◆ Your instructions ◆
Transcribe the records in full, keeping every character as it is.

◆ Dataset extract ◆
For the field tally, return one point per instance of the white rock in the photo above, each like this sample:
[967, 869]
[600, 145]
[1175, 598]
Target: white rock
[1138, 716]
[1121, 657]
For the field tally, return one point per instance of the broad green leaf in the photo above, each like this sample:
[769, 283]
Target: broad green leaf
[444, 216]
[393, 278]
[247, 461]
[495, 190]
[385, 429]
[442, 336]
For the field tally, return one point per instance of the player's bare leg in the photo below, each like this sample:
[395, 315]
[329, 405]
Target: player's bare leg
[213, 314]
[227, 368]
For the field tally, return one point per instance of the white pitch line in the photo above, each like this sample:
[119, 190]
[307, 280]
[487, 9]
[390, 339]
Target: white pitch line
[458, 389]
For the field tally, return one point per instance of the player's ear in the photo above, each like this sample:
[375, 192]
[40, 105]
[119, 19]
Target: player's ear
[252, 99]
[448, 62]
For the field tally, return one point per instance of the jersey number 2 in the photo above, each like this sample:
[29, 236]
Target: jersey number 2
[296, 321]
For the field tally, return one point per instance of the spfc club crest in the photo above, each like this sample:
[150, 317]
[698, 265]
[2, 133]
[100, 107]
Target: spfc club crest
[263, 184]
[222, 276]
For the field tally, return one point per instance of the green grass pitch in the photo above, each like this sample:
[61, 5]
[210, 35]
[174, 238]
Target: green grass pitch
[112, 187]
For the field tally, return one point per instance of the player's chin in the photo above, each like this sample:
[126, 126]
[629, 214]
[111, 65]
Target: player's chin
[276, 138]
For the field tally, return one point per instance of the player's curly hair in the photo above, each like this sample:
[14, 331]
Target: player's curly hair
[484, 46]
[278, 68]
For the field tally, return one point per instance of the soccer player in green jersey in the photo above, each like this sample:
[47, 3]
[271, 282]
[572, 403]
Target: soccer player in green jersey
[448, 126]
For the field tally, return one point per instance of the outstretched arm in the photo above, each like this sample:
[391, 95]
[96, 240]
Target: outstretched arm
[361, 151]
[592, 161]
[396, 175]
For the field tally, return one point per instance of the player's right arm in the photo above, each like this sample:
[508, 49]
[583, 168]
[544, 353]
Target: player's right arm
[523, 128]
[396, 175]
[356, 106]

◆ Exercise result ◆
For the field tally, return one point per instance of the white rock in the photo above, each like this sample:
[967, 869]
[600, 145]
[1175, 598]
Target: white rock
[1138, 716]
[1121, 657]
For the field tally, return one point per instance of the broad green leaf in the photo above, each like this sample:
[769, 283]
Target: broad green leaf
[444, 216]
[393, 278]
[247, 461]
[495, 190]
[385, 429]
[442, 336]
For the field tally, return one point per instance of the player's bare leg in the photo below, each like this sample:
[395, 315]
[329, 405]
Target: player's bare leg
[213, 314]
[227, 368]
For the field tally, return one point per instance of the white pitch line in the photo above, each like this sample:
[119, 190]
[307, 280]
[487, 9]
[390, 339]
Target: white pitch line
[458, 389]
For the field tally, return one point per instance of the player's ear in the photo above, each like this sample:
[375, 192]
[40, 105]
[119, 19]
Target: player's ear
[252, 99]
[448, 62]
For the field tally, return one point per instance of the jersey number 2 in the photo above, each like this sample:
[29, 236]
Target: jersey number 2
[296, 321]
For the field tally, return one point per instance of the spfc club crest in the photo above, each like this sample:
[150, 317]
[698, 265]
[2, 133]
[100, 107]
Target: spfc club crest
[263, 184]
[222, 276]
For the field tally, return one point per instance of the green grass pitch in the photo above, each like this sample:
[61, 5]
[210, 35]
[174, 238]
Target: green grass pitch
[112, 187]
For the field tally, return one point per instance of the player's chin in the photo above, each like this sample:
[126, 126]
[629, 214]
[111, 65]
Target: player's chin
[276, 138]
For the field tally, return one point per instance of the player's curly hair in the photo above, each like this sample:
[14, 331]
Target: player's curly hair
[484, 46]
[278, 68]
For the field tally, return one point per instance of the soccer player in green jersey in the photo above, each like this sample:
[47, 3]
[271, 282]
[572, 403]
Target: soccer player in green jersey
[448, 126]
For the field tally, return one point per instance of the outstretched arm in the photo above, each like this sample:
[391, 95]
[96, 240]
Target: outstretched arm
[361, 151]
[592, 161]
[396, 175]
For the field tally, return one point per instance of the player's right arm in the photo above, each like this sample:
[508, 49]
[583, 168]
[544, 353]
Target: player's right arm
[523, 128]
[396, 175]
[356, 106]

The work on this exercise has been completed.